### Written exercise
Reproduce word for word the lines of the entries below, starting with the line that contains "Locate the concrete porch" and ending with the line that contains "x=281, y=477".

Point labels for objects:
• • •

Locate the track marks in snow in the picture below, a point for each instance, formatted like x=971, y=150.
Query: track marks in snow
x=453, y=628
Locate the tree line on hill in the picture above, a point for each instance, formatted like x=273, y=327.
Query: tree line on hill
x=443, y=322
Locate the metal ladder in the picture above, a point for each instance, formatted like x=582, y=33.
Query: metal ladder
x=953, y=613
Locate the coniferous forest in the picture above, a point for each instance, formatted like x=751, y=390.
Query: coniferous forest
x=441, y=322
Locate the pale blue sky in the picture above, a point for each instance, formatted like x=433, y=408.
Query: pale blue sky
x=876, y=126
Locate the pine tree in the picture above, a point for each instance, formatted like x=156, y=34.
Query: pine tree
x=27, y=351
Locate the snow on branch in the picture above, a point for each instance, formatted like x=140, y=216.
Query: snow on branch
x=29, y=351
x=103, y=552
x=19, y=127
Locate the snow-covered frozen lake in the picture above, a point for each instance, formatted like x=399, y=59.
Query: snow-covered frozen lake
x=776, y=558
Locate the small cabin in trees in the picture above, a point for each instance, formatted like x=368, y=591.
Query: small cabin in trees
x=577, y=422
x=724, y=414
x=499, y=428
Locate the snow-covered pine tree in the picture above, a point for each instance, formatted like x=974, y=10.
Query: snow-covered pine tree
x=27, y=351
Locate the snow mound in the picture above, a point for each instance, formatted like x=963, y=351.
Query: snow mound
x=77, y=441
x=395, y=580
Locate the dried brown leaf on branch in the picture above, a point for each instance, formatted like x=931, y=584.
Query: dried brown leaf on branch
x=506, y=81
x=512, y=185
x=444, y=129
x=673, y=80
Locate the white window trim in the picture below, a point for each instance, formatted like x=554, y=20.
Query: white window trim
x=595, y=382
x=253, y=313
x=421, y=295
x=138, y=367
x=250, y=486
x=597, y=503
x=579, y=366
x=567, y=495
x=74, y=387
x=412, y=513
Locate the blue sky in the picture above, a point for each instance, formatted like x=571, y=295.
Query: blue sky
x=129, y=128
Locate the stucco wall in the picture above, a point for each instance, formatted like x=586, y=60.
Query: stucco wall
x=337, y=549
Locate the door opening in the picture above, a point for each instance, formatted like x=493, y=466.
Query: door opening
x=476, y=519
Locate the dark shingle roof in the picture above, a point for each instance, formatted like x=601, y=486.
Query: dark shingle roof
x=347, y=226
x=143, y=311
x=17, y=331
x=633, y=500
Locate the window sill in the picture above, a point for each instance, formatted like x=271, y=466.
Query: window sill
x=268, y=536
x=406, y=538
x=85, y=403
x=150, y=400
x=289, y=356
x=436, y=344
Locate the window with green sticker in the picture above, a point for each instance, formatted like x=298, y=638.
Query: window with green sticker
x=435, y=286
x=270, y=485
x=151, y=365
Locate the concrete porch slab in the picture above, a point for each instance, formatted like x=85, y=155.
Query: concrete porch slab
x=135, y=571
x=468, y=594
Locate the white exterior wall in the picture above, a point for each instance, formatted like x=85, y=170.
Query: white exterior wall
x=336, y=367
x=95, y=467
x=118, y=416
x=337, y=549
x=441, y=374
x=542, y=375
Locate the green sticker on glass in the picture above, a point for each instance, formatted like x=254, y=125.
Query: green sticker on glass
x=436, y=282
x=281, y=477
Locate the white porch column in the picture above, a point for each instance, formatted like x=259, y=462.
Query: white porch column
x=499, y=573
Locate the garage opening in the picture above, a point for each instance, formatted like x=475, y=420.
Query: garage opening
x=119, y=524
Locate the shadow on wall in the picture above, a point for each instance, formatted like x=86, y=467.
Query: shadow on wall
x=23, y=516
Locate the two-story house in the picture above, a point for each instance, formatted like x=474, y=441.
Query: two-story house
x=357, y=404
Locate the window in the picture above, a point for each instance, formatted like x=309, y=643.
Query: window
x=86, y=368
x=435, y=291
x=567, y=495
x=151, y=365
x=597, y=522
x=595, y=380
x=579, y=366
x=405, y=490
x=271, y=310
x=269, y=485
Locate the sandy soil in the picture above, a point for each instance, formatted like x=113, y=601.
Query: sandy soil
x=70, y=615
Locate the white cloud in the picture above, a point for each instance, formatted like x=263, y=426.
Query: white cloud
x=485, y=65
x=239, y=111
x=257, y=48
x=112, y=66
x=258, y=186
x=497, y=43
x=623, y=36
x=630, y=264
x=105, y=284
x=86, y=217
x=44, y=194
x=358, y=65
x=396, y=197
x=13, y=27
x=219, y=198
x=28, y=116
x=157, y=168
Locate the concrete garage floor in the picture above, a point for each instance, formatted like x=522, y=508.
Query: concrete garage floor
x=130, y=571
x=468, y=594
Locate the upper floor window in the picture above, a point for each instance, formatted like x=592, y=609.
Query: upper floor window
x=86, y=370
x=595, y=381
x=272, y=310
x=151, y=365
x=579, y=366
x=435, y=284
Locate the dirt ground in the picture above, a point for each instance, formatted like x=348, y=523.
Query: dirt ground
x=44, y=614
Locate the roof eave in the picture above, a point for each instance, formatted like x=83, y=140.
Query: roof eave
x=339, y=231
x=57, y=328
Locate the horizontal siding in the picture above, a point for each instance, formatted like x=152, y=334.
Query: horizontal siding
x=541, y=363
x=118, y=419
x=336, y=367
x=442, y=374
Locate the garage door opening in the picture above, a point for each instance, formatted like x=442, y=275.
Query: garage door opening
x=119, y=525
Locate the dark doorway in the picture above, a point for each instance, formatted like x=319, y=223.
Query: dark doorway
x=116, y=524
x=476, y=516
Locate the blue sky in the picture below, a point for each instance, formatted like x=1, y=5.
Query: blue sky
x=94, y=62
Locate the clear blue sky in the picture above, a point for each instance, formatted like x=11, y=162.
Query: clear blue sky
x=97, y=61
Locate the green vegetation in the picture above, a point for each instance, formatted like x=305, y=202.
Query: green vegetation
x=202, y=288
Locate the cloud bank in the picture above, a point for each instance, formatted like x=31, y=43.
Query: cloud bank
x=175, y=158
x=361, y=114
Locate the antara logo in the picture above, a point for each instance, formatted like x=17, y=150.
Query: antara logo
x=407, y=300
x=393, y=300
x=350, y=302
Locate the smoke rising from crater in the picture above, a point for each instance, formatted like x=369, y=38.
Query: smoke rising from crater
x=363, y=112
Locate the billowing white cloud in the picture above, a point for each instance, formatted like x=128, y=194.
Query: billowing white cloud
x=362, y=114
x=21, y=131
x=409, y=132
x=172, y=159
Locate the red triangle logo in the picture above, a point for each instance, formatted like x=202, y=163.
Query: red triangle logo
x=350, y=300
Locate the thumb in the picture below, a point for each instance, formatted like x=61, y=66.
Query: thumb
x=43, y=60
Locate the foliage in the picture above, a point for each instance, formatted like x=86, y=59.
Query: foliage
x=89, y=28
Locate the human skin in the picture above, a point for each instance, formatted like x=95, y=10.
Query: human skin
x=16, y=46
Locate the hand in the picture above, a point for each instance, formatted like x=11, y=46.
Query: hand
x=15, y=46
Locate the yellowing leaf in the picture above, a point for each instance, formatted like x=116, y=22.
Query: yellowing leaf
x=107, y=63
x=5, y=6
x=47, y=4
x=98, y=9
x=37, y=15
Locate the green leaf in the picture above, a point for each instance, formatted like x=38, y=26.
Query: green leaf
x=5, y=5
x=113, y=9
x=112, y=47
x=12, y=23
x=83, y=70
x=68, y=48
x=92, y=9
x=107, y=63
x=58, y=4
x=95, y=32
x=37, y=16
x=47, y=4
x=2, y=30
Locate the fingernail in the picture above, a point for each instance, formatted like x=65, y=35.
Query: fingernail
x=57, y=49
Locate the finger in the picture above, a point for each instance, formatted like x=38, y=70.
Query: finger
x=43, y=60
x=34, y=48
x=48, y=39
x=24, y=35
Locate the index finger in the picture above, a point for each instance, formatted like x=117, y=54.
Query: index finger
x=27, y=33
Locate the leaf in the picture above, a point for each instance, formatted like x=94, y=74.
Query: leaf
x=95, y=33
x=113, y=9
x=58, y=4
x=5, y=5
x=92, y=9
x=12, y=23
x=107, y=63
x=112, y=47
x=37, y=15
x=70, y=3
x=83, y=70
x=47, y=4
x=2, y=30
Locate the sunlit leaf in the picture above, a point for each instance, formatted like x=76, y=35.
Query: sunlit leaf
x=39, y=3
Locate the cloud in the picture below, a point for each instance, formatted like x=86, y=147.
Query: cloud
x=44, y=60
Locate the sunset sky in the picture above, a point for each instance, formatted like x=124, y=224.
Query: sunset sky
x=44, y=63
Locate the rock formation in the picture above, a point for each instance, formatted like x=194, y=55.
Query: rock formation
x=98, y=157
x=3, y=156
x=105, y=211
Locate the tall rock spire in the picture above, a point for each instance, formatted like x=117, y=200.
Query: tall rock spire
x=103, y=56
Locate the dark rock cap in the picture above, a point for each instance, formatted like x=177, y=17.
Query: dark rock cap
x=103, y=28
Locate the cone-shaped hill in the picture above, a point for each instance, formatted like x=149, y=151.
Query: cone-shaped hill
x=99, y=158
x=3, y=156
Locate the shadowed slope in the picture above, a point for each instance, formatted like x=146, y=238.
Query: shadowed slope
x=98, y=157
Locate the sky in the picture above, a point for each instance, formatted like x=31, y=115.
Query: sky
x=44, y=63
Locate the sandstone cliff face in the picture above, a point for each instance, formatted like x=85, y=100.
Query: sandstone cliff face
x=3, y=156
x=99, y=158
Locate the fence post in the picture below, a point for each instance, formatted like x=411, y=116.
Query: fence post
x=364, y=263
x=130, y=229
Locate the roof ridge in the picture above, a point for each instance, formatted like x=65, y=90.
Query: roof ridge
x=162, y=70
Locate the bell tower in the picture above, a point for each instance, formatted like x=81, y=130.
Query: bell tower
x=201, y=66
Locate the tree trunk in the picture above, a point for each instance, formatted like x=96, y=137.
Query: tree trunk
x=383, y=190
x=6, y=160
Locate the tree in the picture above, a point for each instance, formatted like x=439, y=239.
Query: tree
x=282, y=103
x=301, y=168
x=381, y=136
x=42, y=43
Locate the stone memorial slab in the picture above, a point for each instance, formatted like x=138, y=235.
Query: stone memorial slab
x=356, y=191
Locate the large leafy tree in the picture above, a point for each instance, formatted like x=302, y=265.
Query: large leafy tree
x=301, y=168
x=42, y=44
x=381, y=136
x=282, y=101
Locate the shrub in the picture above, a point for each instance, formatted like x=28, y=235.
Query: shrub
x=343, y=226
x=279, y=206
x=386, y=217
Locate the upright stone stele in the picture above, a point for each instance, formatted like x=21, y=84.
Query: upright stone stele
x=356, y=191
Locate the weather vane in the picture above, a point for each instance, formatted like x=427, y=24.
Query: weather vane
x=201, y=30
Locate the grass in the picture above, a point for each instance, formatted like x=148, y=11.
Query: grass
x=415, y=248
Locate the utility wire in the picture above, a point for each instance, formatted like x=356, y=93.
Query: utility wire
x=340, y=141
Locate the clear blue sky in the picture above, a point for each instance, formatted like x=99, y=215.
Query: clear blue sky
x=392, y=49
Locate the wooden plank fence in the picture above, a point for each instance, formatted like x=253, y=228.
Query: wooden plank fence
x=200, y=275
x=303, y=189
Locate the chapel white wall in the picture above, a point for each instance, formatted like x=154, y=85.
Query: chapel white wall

• • •

### Exercise answer
Locate the concrete porch slab in the picture above, a point for each instance, formatted like x=85, y=155.
Query: concrete porch slab
x=135, y=571
x=468, y=594
Locate the white exterior wall in the picture above, a point for each instance, formatted like x=85, y=170.
Query: white exterior wall
x=336, y=367
x=95, y=467
x=118, y=416
x=337, y=549
x=441, y=374
x=542, y=375
Locate the green sticker on glass in the picture above, a point for each instance, formatted like x=254, y=125.
Query: green sticker on glass
x=436, y=282
x=281, y=477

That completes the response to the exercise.